TASK OBJECTIVE:
Show every line in the items below that contains the word "green", copying each one without changes.

DATA SUPPLIED:
- - - -

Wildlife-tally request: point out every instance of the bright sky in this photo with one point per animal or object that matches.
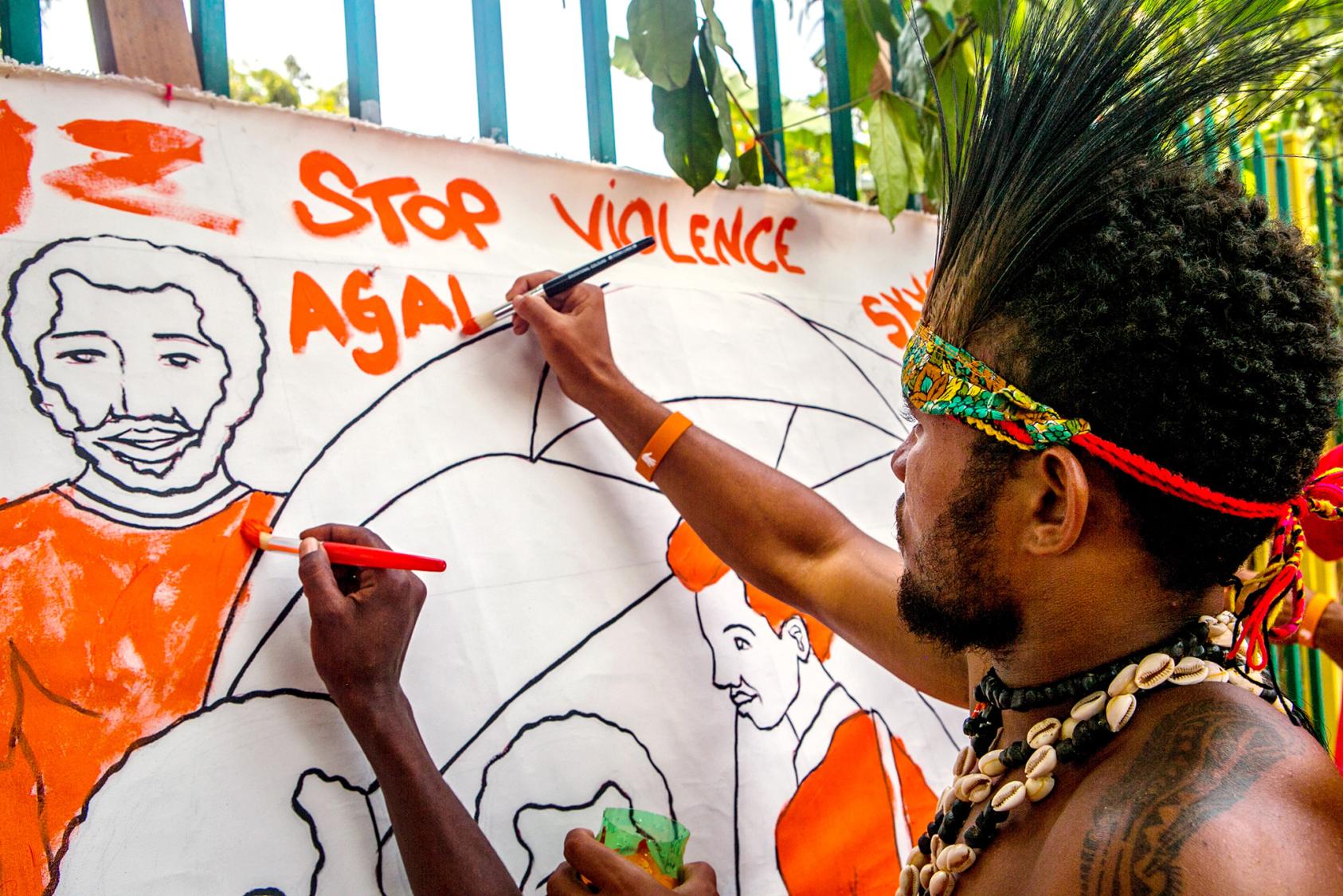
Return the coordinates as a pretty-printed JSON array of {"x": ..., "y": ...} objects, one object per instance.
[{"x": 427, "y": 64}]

- - - -

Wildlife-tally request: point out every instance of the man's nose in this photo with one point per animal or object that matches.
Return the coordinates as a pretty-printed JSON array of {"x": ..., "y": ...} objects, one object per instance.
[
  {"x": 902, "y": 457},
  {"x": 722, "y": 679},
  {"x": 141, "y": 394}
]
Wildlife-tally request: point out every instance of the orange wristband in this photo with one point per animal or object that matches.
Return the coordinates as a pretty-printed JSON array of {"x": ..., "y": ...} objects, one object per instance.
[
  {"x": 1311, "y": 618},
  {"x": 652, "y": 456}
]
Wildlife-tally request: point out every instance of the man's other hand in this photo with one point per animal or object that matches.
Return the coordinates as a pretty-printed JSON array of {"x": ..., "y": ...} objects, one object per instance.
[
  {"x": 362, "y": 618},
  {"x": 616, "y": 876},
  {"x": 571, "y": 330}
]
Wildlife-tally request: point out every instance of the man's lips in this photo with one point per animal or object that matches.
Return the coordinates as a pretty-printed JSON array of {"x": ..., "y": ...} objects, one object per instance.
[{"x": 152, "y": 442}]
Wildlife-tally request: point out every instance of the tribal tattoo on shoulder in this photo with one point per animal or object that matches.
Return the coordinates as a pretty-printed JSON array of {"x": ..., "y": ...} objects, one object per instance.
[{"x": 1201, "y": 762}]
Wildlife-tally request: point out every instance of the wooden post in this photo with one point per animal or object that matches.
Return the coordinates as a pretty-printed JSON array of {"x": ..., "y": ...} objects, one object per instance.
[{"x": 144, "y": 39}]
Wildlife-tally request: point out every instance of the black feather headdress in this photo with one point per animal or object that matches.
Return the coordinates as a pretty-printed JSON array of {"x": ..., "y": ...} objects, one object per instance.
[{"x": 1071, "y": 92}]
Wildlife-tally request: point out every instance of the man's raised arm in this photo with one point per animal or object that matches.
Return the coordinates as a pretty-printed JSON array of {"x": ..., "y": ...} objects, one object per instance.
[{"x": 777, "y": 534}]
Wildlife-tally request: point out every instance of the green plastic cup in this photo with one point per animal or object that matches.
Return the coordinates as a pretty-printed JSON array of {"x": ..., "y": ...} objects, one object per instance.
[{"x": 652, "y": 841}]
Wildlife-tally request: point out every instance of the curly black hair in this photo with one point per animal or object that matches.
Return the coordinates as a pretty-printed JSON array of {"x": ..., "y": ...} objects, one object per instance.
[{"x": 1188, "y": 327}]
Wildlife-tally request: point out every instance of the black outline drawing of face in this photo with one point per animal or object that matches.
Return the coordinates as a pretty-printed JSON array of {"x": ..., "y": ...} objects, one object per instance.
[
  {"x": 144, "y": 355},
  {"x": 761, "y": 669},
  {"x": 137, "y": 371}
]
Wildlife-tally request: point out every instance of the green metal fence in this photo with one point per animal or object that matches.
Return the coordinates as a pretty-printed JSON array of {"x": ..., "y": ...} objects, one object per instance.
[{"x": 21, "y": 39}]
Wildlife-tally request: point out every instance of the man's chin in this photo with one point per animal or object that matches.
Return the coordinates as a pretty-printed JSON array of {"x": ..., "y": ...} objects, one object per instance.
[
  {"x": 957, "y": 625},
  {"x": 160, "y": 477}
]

- - - -

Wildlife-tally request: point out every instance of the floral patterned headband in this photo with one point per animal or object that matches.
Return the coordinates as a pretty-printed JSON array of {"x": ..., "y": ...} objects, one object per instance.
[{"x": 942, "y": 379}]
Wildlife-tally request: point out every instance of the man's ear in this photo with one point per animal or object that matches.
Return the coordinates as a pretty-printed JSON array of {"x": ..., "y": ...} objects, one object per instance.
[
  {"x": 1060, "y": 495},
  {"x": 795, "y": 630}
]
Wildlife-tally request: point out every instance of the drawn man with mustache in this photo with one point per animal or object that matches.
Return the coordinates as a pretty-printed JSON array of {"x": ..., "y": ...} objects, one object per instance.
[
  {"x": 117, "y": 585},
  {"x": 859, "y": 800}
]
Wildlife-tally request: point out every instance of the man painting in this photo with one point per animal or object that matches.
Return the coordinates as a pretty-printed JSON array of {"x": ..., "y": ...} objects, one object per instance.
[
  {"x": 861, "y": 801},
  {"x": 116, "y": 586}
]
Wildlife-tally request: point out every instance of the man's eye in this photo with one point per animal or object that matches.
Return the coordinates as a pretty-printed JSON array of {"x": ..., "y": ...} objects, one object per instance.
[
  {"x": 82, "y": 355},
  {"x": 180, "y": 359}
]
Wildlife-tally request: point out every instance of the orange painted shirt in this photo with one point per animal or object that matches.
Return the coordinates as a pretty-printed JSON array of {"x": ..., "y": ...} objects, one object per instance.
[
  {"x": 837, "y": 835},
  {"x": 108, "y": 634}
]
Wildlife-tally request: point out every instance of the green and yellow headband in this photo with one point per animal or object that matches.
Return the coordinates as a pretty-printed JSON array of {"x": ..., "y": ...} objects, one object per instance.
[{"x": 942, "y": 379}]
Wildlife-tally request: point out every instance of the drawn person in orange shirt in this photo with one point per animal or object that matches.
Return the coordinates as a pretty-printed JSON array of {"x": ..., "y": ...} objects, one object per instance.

- - - -

SOLUTION TO THIS PROBLEM:
Wildlife-tally request: point out every instance of the green plastic cup in this photo with one point per animal or object that matches.
Wildlife-tally request: point out every instance of the green metal fence in this photo with one point per animal or object that matches.
Wildlife-tally request: point out every instance of the green and yellow headband in this photo with one point per animal or object that matches.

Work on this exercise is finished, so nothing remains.